-- Short exercise 1 --
In the reviews of Ben Loory's story collection, what does a man find in a dishwasher?
-- Short exercise 2 --
Transcribe the portion of the reviews of Ben Loory's story collection that begins at the words "I don't care, is" and stops after "okay about that.".
-- Short exercise 3 --
Pick up the reviews of Ben Loory's story collection where they stop, and keep writing.

>> START Selected extract

I have been wanting to read this book for a loooong time -- so long that I don't quite remember why. This gauzy wasteland that I call a memory is trying to tell me that Ben Loory has written for McSweeney's and also that his mom is Barbara Ehrenrich, who wrote Nickel & Dimed? But I find all that to be highly suspect, and I think I probably am confusing him with one or more someone elses. Anyone want to confirm or deny these suspicions? [Edit: I've been corrected in the comments -- what a dummy I am. But I now have zero clue what made me so eager to read this.]
Annnnyway. These stories. Idk man, they're really just too much, which may seem like a strange thing to say about tiny little 3- to 4-page flitters, as these are. But after the first couple weird little dreamy fables, the shine wears right off and it all just feels so empty. Oh there's an octopus and he lives in a city! Oh there's a duck who falls in love with a rock! Oh a man finds an invisible crown in a dishwasher and becomes a king! Oh a lady has a martian as a maid but he is so boring!
What what what?
I don't care, is the thing. I don't care whether the drowned couple is still in love, or why this man is afraid of that hat, or whether the octopus will go back to living in the ocean because he has agoraphobia or something. It's all too twee, too quaint, too precious, too absurd. I feel curmudgeonly and lacking in imagination or something to say that, but bah. I'm (probably) never going to finish this, and I honestly feel pretty okay about that.
This is a weirdly addictive book. You think: oh, a collection of short little minimalist fable-y stories, I'll just read a couple of these before bed or when I have a few minutes to kill or whatever. But they turn out to be like Pringles, or Lay's, or any other snack whose slogan hinges on the consumer's putative inability to eat only a moderate amount. Except I can't actually remember the last time I "popped" a can of Pringles, let alone the last time I found it impossible to "stop." So there goes that analogy. But you know what I mean: unlike a regular short story collection, which intends for you to read one story in one sitting and then put the book down, the "postmodern fairy tales" in Ben Loory's collection are meant to be gulped down voraciously.

>> END Selected extract
>> START Data

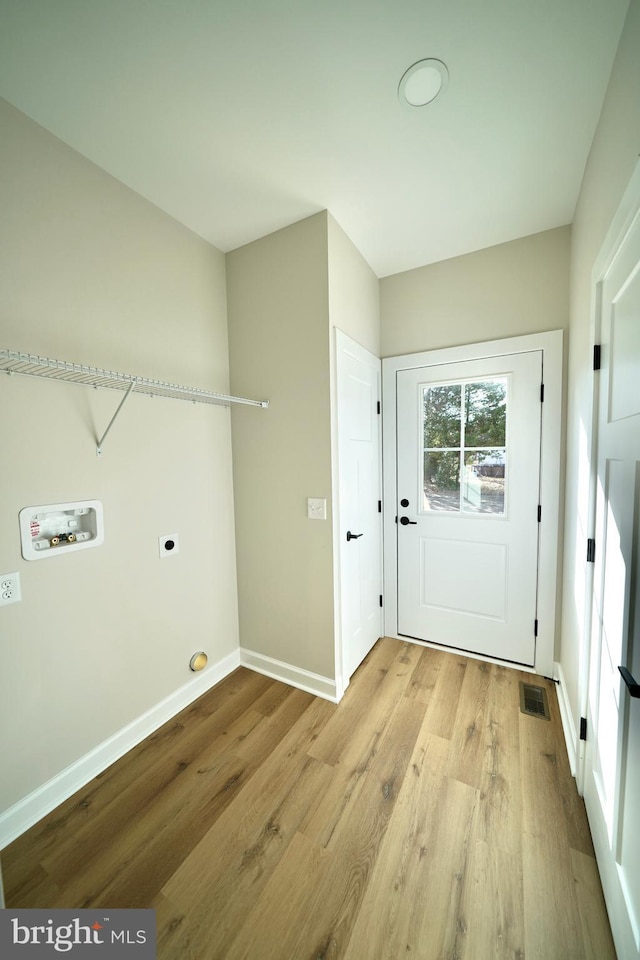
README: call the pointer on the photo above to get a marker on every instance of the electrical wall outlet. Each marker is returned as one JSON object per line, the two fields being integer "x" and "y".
{"x": 9, "y": 588}
{"x": 168, "y": 546}
{"x": 316, "y": 508}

>> END Data

-- Expected answer 1 --
An invisible crown, after which he becomes a king.

-- Expected answer 2 --
I don't care, is the thing. I don't care whether the drowned couple is still in love, or why this man is afraid of that hat, or whether the octopus will go back to living in the ocean because he has agoraphobia or something. It's all too twee, too quaint, too precious, too absurd. I feel curmudgeonly and lacking in imagination or something to say that, but bah. I'm (probably) never going to finish this, and I honestly feel pretty okay about that.

-- Expected answer 3 --
With their unnamed characters, unembellished language and extreme brevity, these fables seem to represent an effort to retreat to the most basic, primal level of storytelling. To that end the book is certainly enjoyable, but I'm not sure it works on any other level. Sure, some of the stories have an allegorical feel, but they're all so brief that nothing really sticks in the mind. It is a very ephemeral book, which may have been part of the point, I guess, but makes it difficult for me to fully embrace it. Also, many of the endings, maybe even most of them, struck me as weak. I know endings are hard, but if you're going to write a three-page story, and if your aim is to distill the fundamental elements of storytelling, I do think you should have a pretty tight conception of how that story is going to end. Too many of these tales end in sighs, shrugs, shrouds meant to evoke mythic mystery but evoking eye-rolls in me.
Although part of me resisted this book, the resistance was mostly ex-post-facto. While I was reading, I was into it. And I'm willing to wager that you will be, too, so: solidly recommended, despite the tepid three-star rating.
A book full of off the wall short stories. Very good writing. Some I liked better than others. The one that had the most effect on me is The Tunnel. It made me feel claustrophobic just reading it. Very creepy indeed.
I just didn't get it. Wow, that writing so trite and juvenile could be seen as inventive blows my mind hole. Is this where we are in a genre that O. Henry and Raymond Carver mastered! These under-written stories read like outlines to be fleshed out later. Yes, the writer's ideas behind these magic realism vignettes, ala Kelly Link, are wildly imaginative. Loory's intent and tone seems to be to create modern folk tales with giant morals. (An octopus that decides to live in an apartment house is visited by sea dwelling relatives, for example, and realizes his true nature) They are told in such simple sentence, middle school essayist prose, that after reading two or three, and reading all the book jacket hype, you think of another folk tale, The Emperor's New Clothes, and feel Loory has pulled a fast one on you and the publisher.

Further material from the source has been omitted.